— What is asked —
Reproduce the lines below verbatim, starting with the line that contains "for the desk" and continuing through the end of the records.

[Annotated coordinate records]

/---

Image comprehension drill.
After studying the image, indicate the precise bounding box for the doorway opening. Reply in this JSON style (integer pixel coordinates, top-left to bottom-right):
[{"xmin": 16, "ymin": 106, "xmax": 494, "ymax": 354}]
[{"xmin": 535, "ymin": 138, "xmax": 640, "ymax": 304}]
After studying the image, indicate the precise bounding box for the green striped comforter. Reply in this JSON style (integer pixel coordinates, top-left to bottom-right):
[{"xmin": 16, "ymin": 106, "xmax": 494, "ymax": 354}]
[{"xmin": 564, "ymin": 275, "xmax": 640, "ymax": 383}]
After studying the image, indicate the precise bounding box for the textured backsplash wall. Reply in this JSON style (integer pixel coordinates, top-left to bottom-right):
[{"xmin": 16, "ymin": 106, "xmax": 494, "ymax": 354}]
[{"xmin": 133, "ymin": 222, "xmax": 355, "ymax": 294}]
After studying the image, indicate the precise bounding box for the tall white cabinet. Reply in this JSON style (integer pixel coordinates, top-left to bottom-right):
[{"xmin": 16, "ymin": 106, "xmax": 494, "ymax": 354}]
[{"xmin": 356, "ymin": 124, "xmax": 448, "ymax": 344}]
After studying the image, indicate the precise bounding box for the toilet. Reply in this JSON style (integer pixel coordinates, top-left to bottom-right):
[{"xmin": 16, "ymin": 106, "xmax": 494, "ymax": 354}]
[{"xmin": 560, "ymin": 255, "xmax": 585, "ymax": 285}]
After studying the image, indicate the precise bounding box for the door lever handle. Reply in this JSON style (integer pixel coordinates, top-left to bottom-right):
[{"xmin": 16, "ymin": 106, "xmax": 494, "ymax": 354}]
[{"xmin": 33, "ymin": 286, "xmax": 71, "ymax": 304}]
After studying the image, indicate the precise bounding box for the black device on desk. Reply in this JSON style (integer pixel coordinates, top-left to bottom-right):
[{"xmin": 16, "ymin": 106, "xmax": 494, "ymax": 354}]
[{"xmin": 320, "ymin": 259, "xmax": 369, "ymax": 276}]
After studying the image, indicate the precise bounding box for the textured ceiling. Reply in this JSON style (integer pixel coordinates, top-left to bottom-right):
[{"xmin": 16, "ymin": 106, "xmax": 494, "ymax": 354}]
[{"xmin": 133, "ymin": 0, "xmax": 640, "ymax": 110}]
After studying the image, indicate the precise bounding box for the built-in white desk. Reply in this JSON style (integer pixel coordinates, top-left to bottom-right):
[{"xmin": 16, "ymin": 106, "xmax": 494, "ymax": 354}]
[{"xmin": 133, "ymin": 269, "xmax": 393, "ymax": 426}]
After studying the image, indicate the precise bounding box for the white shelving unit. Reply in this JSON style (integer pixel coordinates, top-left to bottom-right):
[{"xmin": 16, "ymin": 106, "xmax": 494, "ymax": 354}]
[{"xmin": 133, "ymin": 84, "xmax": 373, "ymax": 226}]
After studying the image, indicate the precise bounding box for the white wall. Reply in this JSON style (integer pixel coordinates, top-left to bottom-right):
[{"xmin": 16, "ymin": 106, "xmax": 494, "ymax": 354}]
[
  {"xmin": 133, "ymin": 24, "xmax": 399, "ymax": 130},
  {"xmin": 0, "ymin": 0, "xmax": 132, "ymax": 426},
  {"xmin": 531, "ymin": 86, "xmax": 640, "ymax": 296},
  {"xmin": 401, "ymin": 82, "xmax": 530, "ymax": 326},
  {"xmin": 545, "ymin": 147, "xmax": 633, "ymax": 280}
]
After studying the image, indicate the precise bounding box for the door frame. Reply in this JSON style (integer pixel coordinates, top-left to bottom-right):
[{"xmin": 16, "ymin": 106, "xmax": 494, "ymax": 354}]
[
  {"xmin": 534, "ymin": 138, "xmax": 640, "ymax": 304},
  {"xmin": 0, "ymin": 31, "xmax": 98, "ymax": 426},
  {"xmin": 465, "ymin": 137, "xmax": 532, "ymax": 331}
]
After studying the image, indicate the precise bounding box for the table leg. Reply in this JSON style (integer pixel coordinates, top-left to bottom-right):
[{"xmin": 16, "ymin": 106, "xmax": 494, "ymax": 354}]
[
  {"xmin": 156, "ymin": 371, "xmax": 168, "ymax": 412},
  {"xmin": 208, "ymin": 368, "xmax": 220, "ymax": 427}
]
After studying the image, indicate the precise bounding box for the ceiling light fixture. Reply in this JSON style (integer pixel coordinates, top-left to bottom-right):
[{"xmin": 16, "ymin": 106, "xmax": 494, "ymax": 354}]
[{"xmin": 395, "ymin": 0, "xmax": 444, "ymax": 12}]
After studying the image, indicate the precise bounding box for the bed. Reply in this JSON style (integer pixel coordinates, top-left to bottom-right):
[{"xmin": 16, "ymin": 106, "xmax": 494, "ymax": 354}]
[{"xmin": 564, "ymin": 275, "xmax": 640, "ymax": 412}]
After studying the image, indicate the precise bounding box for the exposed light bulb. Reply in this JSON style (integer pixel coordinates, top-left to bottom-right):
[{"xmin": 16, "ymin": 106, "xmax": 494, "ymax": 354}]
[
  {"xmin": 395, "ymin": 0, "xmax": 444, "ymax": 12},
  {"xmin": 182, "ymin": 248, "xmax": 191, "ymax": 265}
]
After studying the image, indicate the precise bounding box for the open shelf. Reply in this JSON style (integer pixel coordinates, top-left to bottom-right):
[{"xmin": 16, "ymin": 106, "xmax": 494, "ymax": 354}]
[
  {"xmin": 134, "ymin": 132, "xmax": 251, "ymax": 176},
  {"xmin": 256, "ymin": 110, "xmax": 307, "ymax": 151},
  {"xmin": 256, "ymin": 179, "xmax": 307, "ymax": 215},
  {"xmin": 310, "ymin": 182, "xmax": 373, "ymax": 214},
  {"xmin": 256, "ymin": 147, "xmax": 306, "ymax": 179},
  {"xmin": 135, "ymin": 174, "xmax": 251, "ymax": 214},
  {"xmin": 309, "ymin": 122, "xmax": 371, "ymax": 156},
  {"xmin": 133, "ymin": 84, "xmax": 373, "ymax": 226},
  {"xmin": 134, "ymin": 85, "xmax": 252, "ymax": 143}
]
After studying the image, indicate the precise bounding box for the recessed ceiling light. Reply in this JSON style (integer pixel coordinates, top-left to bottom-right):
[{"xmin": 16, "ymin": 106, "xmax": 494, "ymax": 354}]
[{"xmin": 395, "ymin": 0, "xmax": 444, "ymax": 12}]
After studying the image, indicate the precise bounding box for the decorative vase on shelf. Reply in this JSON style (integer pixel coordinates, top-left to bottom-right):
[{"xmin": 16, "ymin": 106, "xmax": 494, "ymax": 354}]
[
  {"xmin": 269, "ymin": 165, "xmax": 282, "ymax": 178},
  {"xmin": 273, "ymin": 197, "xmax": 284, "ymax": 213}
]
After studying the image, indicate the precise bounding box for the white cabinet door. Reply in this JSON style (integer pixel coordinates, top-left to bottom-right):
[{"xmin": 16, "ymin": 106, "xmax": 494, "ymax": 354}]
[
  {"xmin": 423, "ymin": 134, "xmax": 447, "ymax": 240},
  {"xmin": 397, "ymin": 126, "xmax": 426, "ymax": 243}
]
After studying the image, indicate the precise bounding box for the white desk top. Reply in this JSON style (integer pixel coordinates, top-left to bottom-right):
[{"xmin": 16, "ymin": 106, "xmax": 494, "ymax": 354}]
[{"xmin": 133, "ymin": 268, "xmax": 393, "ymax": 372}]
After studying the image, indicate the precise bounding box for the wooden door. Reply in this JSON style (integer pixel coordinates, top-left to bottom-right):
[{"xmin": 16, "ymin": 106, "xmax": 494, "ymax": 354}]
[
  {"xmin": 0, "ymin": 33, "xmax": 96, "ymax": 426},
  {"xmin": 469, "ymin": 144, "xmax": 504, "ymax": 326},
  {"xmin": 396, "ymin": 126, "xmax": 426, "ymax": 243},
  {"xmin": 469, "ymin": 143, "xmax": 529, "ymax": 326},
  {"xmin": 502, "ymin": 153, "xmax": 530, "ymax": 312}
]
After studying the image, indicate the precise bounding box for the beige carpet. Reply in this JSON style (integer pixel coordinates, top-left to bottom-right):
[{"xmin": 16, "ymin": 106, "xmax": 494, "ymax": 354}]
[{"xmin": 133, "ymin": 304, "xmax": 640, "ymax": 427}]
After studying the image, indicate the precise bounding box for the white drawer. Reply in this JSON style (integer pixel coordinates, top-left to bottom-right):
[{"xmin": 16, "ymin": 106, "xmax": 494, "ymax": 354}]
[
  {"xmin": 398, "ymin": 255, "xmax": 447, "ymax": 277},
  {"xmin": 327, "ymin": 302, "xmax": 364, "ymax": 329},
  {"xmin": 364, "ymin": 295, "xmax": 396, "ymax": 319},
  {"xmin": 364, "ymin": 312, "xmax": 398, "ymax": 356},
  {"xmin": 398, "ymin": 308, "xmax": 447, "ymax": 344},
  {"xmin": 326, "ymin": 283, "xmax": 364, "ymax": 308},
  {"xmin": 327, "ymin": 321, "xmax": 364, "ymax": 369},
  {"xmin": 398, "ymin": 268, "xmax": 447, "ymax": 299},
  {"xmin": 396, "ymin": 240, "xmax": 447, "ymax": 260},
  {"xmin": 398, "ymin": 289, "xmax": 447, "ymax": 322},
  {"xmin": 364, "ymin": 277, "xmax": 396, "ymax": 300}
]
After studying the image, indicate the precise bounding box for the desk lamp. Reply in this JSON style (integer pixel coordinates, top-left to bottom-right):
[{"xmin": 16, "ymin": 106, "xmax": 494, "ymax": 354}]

\---

— Result of this task —
After studying the image, indicate the precise bounding box for the desk lamp. Reply in this JSON style (integer pixel coordinates, top-left to bottom-right):
[{"xmin": 16, "ymin": 106, "xmax": 494, "ymax": 354}]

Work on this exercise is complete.